Task brief —
Rewrite all the data below, swapping every "Put down" for "Mark" and leaving everything else unchanged.
▼
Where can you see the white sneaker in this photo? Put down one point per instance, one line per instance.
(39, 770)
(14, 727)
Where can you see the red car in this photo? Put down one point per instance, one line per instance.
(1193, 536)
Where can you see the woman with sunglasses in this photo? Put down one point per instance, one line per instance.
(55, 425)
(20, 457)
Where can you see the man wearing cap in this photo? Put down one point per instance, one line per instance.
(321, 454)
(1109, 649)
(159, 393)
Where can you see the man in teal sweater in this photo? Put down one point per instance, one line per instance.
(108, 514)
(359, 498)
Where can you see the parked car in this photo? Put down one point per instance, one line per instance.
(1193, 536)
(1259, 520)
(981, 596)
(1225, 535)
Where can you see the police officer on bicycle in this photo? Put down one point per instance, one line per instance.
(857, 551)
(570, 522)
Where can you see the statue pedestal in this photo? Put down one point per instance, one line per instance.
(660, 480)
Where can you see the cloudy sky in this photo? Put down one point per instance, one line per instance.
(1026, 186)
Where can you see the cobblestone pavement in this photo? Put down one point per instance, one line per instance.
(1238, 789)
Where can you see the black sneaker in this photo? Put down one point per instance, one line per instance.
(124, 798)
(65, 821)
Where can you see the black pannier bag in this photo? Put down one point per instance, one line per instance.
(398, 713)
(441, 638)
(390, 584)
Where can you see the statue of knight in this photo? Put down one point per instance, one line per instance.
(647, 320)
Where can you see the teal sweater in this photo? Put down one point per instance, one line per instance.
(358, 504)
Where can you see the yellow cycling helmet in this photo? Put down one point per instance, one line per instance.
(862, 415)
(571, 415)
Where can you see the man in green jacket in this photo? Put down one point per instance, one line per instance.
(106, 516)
▲
Response below —
Where can you see the white sneaker in this photo? Mark one point per instance, one line per instance.
(39, 770)
(14, 727)
Where can you see the red car in this photo? Mark one point per instance, one line per instance.
(1193, 536)
Where can you see the woman with sunglasses in this photo? Mark one point per instance, one line per instance.
(55, 425)
(20, 457)
Where can you see the man wearing cap in this photo? Mark one point per instance, one line per instance.
(321, 454)
(1109, 649)
(159, 393)
Where can you see the man in teal sweater in this photo? Mark one point per instance, one line per instance.
(108, 514)
(359, 498)
Where can you see the parked car in this photo? Mark one point per instance, one line per instance.
(1193, 536)
(1259, 520)
(981, 596)
(1225, 535)
Where can you see the police officer on bicycle in this photo? Mark one point per instance, one line per instance.
(857, 551)
(570, 522)
Where can you see the statue pedestal in this photo? Mark one point per instance, one line per instance.
(660, 480)
Where can you see the cloudy sky in this photo? Mark one point per instance, one line per instance.
(1026, 186)
Where can you see the cobblestone pavement in this photo? Mark one point per instance, one line per instance.
(1238, 789)
Where can you see the black sneaker in this photo? Mark one point per instance, one line per instance.
(124, 798)
(65, 821)
Where can you see the black pannier bag in this photo? Mark one point per instance, one line per instance.
(398, 713)
(441, 638)
(390, 584)
Where can you see the statue of knight in this photo? Mark one point per instance, one line per instance.
(647, 320)
Where can you see the teal sweater in this photo? Mark one point per instance, one line per instance.
(358, 504)
Where can you see the yellow cycling helmet in this photo? Mark one point per instance, one line per instance.
(862, 415)
(571, 415)
Where can you see the man in green jacket in this photo? Mark one point per instance, one line per instance.
(106, 516)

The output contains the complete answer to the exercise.